- Provided text -
........

Toward the end, the chants began: “¡Qué lindo! ¡Qué lindo! ¡Qué lindo!” The words, usually tossed off in passing, on this night became a ritual incantation. To call something lindo is to name it tender and beautiful, to affirm its worth. But shouted by thousands, it became a declaration: we are beautiful, what we are doing together is beautiful, our island is beautiful, our endurance is beautiful. On the screen, you could see Benito’s tears. And I thought of Abuelo. The beauty we were naming wasn’t just El Conejo Malo on stage. It was us. It was the land. It was the rhythm and timbales of Abuelo’s machines and his love of family folded in on itself like stainless steel pressed into shape, into music, into collective memory.
The link between my grandfather’s work and Benito’s art residency was clear. One man welded food carts and taught others how to feed their families. The other welded songs and built a global stage presence—anchoring his fame back home in Puerto Rico to nourish our pride and affirm our cultural endurance. Abuelo filled Barrio Obrero with the clang of machinery and the rhythm of dreams in motion, the air smoky with fresh alcapurrias and pinchos grilled to perfection. Benito filled San Juan with chants, joy, and a call to celebrate home—or to find our way back to it. Each in their own way, they offered the same message: stay rooted, come home, and never forget that our joy has always been the root of our resistance, the backbone of our strength.
When I left the arena, sweat-drenched and aching from dancing for three hours straight, I carried more than a concert. I carried conviction. My grandfather’s factory may be quiet, but it is not empty. Its walls still hold laughter, blueprints, and echoes of work songs sung by hopeful men dreaming of better futures—their salsa and boleros blasting from an old FM radio held close. These memories are evidence that we have always had a place to return to. The concert reminded me that preserving Abuelo’s legacy is not nostalgia—it is survival.
For the first time since studying at the University of Puerto Rico in 2005 and living in Río Piedras as a young student, I considered moving back to the island. To photograph daily life in Santurce, to document the streets at dawn and the people waiting in line at the panadería for cafecitos and pan de agua sold by the pound. The murals in Río Piedras, fleeting art scrawled across El Paseo de Diego. So much of it stages, testimony, protest.
The concert made me want to root #MyDiyMFA not only in Walden’s quiet woods but also in the noisy, stubborn persistence of Barrio Obrero and the shifting neighborhoods of Santurce. It made me want to extend my creative practice from the silence of reflection to the hum of Boricua persistence and perseverance—to build, as Abuelo once did, something lasting out of scraps and vision, out of what the world might call nothing.

........

[Rows from a box-labeling dataset]
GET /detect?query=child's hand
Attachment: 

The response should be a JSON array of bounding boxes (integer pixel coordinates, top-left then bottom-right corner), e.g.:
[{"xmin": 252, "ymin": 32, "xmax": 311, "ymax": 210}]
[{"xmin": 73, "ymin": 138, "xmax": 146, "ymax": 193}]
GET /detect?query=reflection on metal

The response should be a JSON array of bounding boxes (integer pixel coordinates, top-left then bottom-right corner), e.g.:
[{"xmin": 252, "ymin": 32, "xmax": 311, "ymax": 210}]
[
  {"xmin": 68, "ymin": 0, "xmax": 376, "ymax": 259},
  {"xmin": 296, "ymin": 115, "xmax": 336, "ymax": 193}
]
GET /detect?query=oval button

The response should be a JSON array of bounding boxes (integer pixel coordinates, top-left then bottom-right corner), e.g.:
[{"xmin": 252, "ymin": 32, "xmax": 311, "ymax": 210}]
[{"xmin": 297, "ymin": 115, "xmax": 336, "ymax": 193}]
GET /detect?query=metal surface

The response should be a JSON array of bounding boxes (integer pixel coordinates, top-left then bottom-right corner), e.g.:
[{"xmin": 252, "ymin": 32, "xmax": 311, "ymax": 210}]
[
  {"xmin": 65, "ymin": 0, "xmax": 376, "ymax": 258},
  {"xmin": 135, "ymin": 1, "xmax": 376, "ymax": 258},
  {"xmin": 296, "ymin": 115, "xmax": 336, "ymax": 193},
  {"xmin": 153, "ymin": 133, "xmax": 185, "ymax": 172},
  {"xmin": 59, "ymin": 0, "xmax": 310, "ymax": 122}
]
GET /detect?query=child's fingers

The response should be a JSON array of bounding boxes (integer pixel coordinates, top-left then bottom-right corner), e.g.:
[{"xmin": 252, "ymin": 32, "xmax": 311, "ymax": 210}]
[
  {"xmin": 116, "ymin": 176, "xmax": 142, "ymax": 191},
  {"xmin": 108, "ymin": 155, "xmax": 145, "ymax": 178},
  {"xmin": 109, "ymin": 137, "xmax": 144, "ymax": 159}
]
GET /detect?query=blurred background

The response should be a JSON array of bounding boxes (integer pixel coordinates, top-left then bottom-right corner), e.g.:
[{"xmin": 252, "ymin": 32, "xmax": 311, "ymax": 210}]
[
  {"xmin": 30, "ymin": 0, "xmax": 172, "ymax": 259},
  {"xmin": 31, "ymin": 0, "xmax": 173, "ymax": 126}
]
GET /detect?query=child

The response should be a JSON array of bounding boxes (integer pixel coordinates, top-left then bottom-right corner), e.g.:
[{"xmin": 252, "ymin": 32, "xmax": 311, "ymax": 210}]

........

- What is being asked -
Print the stretch of the concert essay from "For the first" through "might call nothing.", word for word. You can leave the listing aside; it isn't needed.

- Answer below -
For the first time since studying at the University of Puerto Rico in 2005 and living in Río Piedras as a young student, I considered moving back to the island. To photograph daily life in Santurce, to document the streets at dawn and the people waiting in line at the panadería for cafecitos and pan de agua sold by the pound. The murals in Río Piedras, fleeting art scrawled across El Paseo de Diego. So much of it stages, testimony, protest.
The concert made me want to root #MyDiyMFA not only in Walden’s quiet woods but also in the noisy, stubborn persistence of Barrio Obrero and the shifting neighborhoods of Santurce. It made me want to extend my creative practice from the silence of reflection to the hum of Boricua persistence and perseverance—to build, as Abuelo once did, something lasting out of scraps and vision, out of what the world might call nothing.